▶ _WORK REQUEST_
Among the entries below, please show each line that carries the word "claw".
=== Begin Enclosure ===
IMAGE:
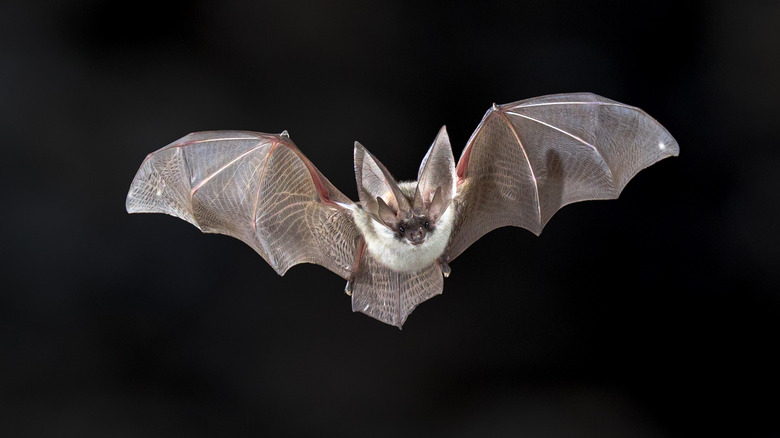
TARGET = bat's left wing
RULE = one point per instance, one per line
(528, 159)
(256, 187)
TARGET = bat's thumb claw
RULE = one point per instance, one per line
(348, 288)
(445, 268)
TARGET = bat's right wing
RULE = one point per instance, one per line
(528, 159)
(256, 187)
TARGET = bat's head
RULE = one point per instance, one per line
(411, 210)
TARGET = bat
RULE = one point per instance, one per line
(524, 161)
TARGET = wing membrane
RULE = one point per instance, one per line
(528, 159)
(256, 187)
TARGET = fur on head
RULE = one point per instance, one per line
(410, 210)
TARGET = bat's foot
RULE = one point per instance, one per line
(445, 268)
(348, 288)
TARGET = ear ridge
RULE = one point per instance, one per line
(373, 180)
(437, 170)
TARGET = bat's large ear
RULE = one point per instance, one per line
(436, 171)
(374, 181)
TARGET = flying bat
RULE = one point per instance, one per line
(524, 161)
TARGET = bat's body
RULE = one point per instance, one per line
(524, 162)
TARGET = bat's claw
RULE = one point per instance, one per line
(348, 288)
(445, 268)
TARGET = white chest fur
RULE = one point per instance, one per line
(400, 255)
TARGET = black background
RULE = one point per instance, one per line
(653, 315)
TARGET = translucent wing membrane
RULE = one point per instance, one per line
(528, 159)
(256, 187)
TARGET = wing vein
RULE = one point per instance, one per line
(595, 102)
(562, 131)
(530, 168)
(221, 169)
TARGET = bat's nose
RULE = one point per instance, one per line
(417, 236)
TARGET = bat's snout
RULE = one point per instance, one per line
(416, 237)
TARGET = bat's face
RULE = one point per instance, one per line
(414, 230)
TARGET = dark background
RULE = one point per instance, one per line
(653, 315)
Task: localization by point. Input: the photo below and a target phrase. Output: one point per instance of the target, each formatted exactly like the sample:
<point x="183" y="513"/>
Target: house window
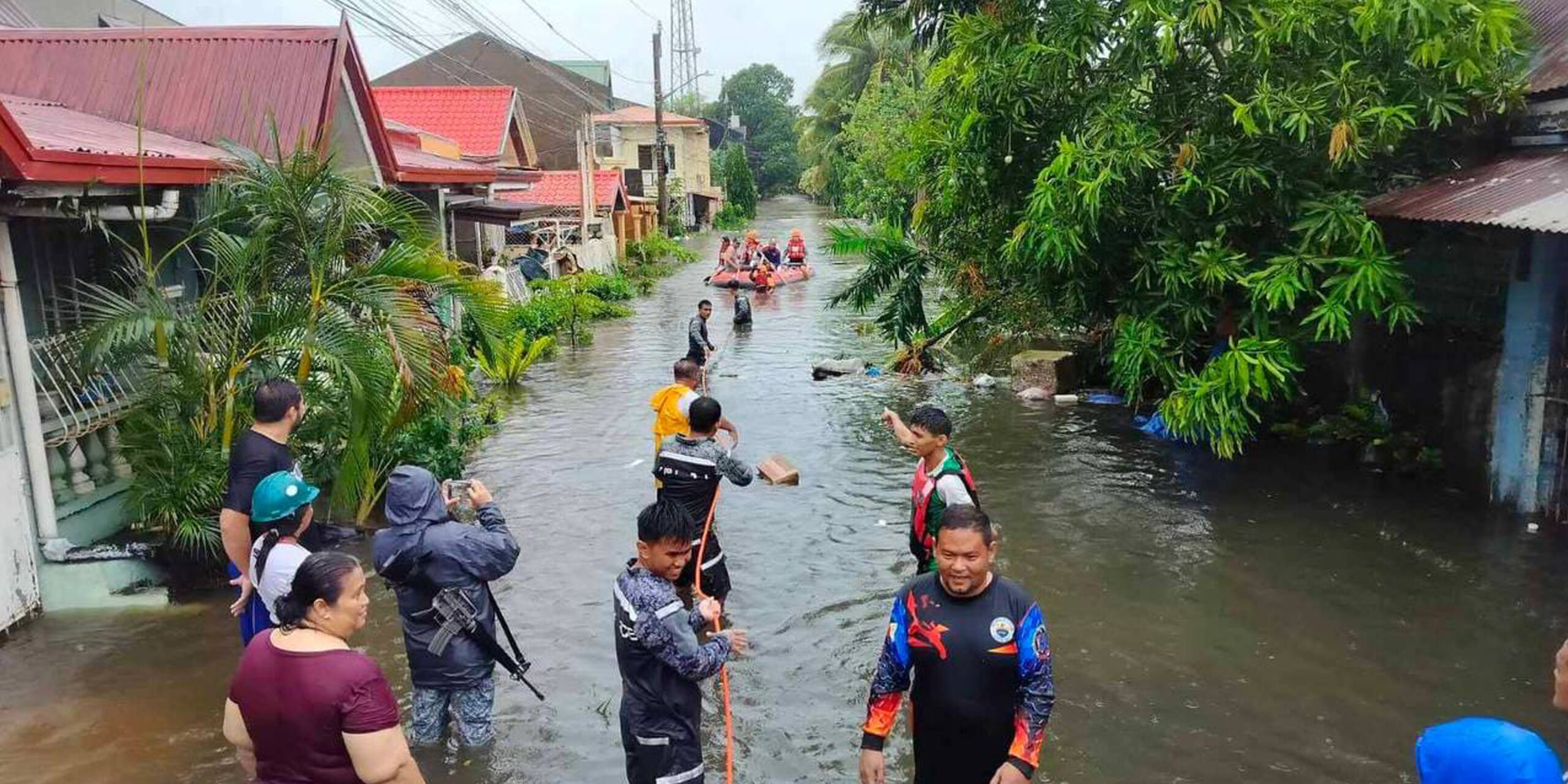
<point x="606" y="141"/>
<point x="645" y="157"/>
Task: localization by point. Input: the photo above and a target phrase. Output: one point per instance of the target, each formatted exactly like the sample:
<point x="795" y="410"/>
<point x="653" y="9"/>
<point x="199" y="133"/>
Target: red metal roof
<point x="12" y="15"/>
<point x="203" y="83"/>
<point x="1550" y="63"/>
<point x="208" y="85"/>
<point x="44" y="141"/>
<point x="643" y="115"/>
<point x="564" y="189"/>
<point x="474" y="116"/>
<point x="1520" y="190"/>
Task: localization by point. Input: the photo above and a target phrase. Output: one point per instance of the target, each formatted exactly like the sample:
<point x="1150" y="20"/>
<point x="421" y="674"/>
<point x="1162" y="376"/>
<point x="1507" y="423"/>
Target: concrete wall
<point x="1529" y="344"/>
<point x="1438" y="380"/>
<point x="690" y="153"/>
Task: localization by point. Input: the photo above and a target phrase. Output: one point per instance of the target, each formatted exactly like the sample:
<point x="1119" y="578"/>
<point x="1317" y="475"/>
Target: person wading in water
<point x="673" y="405"/>
<point x="698" y="345"/>
<point x="278" y="407"/>
<point x="941" y="477"/>
<point x="974" y="645"/>
<point x="657" y="651"/>
<point x="689" y="471"/>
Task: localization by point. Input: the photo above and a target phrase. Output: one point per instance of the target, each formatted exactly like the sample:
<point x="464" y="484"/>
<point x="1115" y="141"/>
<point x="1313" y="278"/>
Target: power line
<point x="643" y="10"/>
<point x="590" y="55"/>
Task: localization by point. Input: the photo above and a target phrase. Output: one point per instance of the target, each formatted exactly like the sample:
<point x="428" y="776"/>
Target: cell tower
<point x="682" y="51"/>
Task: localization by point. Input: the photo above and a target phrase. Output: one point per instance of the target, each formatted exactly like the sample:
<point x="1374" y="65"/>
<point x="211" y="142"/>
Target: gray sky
<point x="733" y="34"/>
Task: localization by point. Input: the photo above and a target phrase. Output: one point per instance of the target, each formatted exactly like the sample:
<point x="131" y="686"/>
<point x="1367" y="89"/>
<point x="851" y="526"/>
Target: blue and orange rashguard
<point x="982" y="689"/>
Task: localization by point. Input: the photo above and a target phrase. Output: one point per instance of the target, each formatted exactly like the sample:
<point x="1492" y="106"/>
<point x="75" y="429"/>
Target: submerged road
<point x="1275" y="620"/>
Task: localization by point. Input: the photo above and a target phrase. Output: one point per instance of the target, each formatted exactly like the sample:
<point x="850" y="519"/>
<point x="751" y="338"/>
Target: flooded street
<point x="1278" y="620"/>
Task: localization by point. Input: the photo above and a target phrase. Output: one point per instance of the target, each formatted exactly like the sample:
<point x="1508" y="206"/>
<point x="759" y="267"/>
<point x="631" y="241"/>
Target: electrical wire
<point x="578" y="48"/>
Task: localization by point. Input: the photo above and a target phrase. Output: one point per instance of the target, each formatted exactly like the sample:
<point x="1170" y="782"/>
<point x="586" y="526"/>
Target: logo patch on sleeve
<point x="1003" y="629"/>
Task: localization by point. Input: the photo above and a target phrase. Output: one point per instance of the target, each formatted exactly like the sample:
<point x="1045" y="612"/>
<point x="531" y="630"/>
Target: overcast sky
<point x="733" y="34"/>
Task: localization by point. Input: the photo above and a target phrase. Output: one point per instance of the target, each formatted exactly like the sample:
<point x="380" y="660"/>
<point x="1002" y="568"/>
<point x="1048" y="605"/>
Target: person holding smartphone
<point x="436" y="554"/>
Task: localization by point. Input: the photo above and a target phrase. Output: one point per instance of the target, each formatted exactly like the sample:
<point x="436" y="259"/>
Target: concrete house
<point x="129" y="124"/>
<point x="1487" y="248"/>
<point x="556" y="98"/>
<point x="625" y="141"/>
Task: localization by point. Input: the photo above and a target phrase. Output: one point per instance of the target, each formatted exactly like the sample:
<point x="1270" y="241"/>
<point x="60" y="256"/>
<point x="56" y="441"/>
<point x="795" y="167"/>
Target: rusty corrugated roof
<point x="1550" y="62"/>
<point x="1520" y="190"/>
<point x="211" y="85"/>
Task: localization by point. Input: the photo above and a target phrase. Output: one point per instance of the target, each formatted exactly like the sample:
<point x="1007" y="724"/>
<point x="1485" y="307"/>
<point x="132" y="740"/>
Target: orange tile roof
<point x="474" y="116"/>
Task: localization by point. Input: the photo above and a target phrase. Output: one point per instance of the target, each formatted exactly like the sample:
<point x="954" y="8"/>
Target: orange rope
<point x="723" y="671"/>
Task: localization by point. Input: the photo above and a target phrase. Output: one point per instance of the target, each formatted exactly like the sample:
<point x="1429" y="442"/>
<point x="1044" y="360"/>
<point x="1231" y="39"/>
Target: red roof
<point x="203" y="83"/>
<point x="41" y="140"/>
<point x="564" y="189"/>
<point x="416" y="165"/>
<point x="645" y="116"/>
<point x="474" y="116"/>
<point x="12" y="15"/>
<point x="1520" y="190"/>
<point x="195" y="87"/>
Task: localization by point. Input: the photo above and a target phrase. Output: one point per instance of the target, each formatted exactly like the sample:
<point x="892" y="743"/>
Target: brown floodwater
<point x="1280" y="618"/>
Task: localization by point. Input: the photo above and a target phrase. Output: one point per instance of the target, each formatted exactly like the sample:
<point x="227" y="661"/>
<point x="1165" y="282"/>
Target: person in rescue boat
<point x="976" y="650"/>
<point x="941" y="477"/>
<point x="673" y="405"/>
<point x="796" y="251"/>
<point x="659" y="656"/>
<point x="689" y="471"/>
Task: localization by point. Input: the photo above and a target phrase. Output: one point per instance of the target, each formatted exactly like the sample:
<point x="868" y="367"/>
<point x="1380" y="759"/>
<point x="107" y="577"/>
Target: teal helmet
<point x="278" y="496"/>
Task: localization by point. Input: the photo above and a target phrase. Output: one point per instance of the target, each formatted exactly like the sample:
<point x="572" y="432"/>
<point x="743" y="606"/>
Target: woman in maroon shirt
<point x="303" y="707"/>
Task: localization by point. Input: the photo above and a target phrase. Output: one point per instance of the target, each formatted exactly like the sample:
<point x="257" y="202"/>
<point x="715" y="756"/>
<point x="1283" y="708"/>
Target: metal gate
<point x="18" y="556"/>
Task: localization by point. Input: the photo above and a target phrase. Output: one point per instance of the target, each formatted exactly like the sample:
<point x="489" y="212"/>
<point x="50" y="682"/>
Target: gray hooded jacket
<point x="458" y="556"/>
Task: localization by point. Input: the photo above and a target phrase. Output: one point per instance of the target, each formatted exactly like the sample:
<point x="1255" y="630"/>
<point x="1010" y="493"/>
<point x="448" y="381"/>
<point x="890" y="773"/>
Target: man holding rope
<point x="689" y="471"/>
<point x="657" y="651"/>
<point x="698" y="345"/>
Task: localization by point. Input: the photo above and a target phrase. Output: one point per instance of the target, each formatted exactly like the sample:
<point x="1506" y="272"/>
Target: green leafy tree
<point x="857" y="52"/>
<point x="1186" y="176"/>
<point x="760" y="94"/>
<point x="741" y="190"/>
<point x="312" y="275"/>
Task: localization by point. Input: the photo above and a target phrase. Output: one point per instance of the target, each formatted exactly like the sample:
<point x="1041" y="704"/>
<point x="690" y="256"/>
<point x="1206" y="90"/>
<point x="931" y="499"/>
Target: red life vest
<point x="921" y="491"/>
<point x="796" y="250"/>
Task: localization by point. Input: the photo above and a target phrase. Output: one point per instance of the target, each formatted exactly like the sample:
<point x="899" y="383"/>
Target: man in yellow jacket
<point x="673" y="405"/>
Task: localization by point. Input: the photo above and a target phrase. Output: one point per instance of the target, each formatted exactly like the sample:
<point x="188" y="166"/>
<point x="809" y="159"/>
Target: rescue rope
<point x="723" y="670"/>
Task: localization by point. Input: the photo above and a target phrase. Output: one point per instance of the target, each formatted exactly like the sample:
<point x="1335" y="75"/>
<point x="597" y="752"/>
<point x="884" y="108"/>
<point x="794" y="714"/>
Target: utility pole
<point x="659" y="132"/>
<point x="682" y="51"/>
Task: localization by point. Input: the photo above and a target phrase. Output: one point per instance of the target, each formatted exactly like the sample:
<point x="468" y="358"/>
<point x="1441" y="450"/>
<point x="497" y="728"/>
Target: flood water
<point x="1280" y="620"/>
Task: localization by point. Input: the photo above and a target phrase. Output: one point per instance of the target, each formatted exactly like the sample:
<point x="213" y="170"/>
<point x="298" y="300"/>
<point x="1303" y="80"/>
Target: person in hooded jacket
<point x="460" y="684"/>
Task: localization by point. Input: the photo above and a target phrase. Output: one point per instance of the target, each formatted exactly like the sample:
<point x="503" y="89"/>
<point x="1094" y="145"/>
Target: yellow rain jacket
<point x="668" y="419"/>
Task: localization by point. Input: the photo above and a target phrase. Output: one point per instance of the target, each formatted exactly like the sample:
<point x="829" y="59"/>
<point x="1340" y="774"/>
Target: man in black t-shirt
<point x="264" y="449"/>
<point x="971" y="648"/>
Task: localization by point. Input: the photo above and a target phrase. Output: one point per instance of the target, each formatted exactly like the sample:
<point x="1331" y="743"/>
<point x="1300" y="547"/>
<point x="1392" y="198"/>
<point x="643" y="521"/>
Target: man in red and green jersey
<point x="941" y="477"/>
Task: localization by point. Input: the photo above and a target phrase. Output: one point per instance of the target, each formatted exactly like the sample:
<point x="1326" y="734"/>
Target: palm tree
<point x="857" y="51"/>
<point x="320" y="276"/>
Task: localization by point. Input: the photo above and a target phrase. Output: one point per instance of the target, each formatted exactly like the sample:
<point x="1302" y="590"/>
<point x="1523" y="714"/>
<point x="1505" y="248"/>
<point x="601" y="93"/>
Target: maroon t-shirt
<point x="298" y="704"/>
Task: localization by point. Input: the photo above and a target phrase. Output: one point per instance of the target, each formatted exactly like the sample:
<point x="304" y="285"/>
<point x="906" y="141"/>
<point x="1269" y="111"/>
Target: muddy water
<point x="1278" y="620"/>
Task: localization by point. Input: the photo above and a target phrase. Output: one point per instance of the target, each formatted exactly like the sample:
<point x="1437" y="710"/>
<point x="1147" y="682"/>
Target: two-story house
<point x="625" y="141"/>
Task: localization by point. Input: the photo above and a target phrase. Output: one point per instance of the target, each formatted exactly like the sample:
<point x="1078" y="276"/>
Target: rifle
<point x="457" y="615"/>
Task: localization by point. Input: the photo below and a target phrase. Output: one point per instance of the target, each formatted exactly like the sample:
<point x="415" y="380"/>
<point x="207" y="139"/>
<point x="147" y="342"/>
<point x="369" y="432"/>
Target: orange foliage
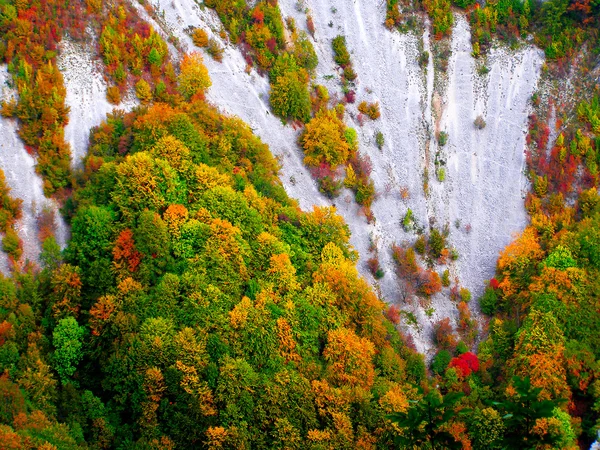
=== End Enclosure ===
▶ _WORKED SOLUTION_
TARGET = bat's thumb claw
TARGET = bat's claw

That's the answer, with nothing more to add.